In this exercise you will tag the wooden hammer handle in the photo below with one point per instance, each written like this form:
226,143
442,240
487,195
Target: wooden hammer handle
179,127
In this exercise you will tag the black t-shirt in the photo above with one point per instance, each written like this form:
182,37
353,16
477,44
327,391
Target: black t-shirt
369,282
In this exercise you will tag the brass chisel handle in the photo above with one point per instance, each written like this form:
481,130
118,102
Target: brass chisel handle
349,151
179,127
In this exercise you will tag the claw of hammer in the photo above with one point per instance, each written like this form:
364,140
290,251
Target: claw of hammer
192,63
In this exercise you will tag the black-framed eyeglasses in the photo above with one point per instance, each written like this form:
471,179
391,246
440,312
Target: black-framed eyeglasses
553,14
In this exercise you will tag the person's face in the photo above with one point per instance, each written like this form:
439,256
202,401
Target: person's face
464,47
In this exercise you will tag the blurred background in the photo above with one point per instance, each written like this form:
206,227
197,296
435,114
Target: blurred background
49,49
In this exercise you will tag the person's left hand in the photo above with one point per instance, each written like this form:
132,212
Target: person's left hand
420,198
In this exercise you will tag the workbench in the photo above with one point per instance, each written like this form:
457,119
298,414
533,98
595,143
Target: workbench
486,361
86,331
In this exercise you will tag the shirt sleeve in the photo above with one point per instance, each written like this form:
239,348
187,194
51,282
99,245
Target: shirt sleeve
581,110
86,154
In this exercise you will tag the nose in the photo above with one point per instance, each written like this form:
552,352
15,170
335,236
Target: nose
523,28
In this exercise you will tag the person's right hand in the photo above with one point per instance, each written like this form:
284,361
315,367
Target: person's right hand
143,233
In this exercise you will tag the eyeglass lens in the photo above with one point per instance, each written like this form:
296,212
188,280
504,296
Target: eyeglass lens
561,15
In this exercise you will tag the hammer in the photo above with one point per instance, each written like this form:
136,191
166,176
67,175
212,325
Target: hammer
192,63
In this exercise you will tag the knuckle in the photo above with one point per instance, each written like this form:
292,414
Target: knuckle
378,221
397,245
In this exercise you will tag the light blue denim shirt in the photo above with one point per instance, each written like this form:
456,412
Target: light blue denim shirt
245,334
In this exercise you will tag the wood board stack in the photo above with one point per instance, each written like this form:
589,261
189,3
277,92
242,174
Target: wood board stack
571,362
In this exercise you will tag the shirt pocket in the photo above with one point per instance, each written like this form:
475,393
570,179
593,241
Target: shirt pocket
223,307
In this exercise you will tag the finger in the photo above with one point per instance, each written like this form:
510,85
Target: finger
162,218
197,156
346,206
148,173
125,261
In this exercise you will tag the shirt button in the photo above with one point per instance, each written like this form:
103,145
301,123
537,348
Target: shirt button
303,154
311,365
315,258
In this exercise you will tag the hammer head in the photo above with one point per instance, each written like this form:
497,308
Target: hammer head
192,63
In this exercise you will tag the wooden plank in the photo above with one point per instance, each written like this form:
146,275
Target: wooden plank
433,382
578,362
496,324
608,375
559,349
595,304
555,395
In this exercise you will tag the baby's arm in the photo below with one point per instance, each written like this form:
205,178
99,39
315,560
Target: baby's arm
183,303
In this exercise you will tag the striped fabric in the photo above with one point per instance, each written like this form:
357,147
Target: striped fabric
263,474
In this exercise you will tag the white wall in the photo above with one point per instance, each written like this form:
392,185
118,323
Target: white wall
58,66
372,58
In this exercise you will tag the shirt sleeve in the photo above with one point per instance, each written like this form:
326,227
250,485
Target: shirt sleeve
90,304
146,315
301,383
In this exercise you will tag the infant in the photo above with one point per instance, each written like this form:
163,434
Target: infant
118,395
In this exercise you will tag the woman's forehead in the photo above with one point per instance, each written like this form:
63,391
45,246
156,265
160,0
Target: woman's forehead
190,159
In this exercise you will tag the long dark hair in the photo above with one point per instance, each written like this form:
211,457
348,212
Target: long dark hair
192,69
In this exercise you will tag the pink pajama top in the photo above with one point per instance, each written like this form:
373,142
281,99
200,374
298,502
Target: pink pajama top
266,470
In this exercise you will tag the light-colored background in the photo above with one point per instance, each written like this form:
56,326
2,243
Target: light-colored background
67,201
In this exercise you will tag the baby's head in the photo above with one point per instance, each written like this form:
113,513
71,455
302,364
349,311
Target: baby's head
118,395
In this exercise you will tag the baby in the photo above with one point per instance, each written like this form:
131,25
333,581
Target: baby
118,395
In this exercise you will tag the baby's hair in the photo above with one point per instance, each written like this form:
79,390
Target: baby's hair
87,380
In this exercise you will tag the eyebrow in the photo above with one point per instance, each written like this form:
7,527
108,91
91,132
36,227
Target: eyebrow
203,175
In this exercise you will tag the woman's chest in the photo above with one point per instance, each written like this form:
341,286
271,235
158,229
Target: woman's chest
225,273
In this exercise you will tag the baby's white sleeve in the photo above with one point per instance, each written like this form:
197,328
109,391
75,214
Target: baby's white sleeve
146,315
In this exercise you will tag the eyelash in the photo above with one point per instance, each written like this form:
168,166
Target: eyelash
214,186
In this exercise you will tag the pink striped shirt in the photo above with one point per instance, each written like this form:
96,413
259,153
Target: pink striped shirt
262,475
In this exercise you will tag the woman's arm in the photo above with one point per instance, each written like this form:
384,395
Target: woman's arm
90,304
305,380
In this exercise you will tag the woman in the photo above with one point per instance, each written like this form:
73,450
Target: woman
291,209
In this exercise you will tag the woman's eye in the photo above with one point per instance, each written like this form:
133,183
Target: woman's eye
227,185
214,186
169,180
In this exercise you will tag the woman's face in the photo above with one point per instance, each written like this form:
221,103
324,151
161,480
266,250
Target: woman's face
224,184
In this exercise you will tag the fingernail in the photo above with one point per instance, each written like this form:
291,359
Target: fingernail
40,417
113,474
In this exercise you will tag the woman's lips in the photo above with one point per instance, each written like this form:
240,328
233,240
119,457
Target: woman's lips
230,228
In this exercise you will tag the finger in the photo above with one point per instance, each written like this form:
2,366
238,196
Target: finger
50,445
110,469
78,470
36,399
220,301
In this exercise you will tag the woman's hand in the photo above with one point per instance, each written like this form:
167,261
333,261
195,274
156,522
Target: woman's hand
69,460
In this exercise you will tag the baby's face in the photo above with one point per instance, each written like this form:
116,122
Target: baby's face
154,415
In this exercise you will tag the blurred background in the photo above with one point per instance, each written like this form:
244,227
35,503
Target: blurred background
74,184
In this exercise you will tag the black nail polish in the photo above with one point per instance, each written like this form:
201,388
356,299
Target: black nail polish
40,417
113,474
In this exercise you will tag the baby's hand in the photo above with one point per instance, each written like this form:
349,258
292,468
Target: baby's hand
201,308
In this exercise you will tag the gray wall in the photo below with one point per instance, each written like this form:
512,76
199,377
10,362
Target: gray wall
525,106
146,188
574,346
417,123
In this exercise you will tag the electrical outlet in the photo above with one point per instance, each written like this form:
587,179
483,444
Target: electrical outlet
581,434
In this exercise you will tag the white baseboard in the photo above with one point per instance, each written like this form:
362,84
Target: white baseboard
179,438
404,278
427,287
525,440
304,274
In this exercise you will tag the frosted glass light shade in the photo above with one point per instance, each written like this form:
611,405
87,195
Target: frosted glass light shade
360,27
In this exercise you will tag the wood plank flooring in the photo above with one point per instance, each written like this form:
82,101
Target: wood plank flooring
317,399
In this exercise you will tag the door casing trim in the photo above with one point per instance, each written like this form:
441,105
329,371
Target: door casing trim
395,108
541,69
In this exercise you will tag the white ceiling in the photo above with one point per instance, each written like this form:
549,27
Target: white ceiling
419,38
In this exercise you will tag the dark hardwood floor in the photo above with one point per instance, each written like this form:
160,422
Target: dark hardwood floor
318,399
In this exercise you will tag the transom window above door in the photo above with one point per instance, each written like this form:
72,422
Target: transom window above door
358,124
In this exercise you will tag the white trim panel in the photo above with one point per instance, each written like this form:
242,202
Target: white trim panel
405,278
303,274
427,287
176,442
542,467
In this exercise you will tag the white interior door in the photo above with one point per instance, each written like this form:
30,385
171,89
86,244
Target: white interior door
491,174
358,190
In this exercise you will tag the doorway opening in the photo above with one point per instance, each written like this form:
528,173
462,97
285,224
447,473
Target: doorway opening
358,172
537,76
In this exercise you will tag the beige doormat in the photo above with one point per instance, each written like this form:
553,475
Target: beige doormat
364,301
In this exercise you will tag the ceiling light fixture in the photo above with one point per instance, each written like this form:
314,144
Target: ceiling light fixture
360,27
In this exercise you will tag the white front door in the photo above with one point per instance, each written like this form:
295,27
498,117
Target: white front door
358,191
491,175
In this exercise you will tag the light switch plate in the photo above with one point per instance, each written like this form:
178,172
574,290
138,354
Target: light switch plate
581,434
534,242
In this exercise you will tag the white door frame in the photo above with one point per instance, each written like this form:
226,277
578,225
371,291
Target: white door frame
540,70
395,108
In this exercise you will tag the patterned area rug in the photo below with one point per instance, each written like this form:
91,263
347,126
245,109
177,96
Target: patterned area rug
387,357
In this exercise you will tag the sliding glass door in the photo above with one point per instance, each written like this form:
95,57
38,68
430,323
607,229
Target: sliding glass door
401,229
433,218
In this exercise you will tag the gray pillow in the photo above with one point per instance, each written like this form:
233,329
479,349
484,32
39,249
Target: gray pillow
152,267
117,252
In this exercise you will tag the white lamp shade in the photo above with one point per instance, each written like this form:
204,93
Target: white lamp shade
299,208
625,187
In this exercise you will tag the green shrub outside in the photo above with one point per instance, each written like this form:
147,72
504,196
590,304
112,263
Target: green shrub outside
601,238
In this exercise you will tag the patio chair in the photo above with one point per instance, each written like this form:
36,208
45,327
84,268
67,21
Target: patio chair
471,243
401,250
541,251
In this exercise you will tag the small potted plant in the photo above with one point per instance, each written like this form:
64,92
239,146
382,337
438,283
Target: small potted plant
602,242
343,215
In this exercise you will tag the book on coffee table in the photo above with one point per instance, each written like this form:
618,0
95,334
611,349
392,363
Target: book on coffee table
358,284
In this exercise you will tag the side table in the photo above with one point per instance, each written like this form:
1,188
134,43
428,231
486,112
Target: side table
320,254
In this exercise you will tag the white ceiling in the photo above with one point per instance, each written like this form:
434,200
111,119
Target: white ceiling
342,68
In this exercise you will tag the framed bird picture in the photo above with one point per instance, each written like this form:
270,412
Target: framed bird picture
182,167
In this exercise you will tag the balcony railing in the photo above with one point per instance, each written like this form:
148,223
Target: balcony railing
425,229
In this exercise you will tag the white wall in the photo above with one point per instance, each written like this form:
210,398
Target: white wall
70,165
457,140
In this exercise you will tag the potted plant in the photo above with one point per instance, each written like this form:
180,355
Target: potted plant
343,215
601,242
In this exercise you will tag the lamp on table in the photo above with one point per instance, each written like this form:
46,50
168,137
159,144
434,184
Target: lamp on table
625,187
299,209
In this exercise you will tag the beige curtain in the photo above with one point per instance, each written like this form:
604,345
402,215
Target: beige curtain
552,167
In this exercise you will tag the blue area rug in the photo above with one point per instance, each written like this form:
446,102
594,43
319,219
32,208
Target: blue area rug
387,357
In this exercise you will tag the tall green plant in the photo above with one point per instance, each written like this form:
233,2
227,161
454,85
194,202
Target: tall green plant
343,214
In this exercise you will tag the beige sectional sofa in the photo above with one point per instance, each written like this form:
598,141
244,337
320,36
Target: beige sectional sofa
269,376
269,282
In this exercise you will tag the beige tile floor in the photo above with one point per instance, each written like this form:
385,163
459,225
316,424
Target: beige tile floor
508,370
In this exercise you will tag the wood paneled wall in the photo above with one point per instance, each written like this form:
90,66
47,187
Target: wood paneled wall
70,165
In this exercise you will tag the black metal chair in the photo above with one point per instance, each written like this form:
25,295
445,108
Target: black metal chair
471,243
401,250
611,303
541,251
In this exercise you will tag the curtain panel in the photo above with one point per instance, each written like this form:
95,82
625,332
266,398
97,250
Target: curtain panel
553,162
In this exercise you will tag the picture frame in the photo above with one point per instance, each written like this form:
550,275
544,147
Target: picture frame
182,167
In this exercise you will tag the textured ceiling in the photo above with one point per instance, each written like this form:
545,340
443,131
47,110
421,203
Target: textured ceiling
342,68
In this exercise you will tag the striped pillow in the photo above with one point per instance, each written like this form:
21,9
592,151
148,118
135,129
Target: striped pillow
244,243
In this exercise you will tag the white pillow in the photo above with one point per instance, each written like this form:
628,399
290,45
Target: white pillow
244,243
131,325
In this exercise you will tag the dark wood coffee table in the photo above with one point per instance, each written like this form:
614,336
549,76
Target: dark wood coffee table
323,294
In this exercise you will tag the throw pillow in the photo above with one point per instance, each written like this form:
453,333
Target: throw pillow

+--

■ Problem details ■
Using the listing above, gather each line that holds the string "throw" and copy it.

■ Problem solution ■
In this exercise you will tag the throw pillow in the photo above with one point per instance, each written like this form:
Target: throw pillow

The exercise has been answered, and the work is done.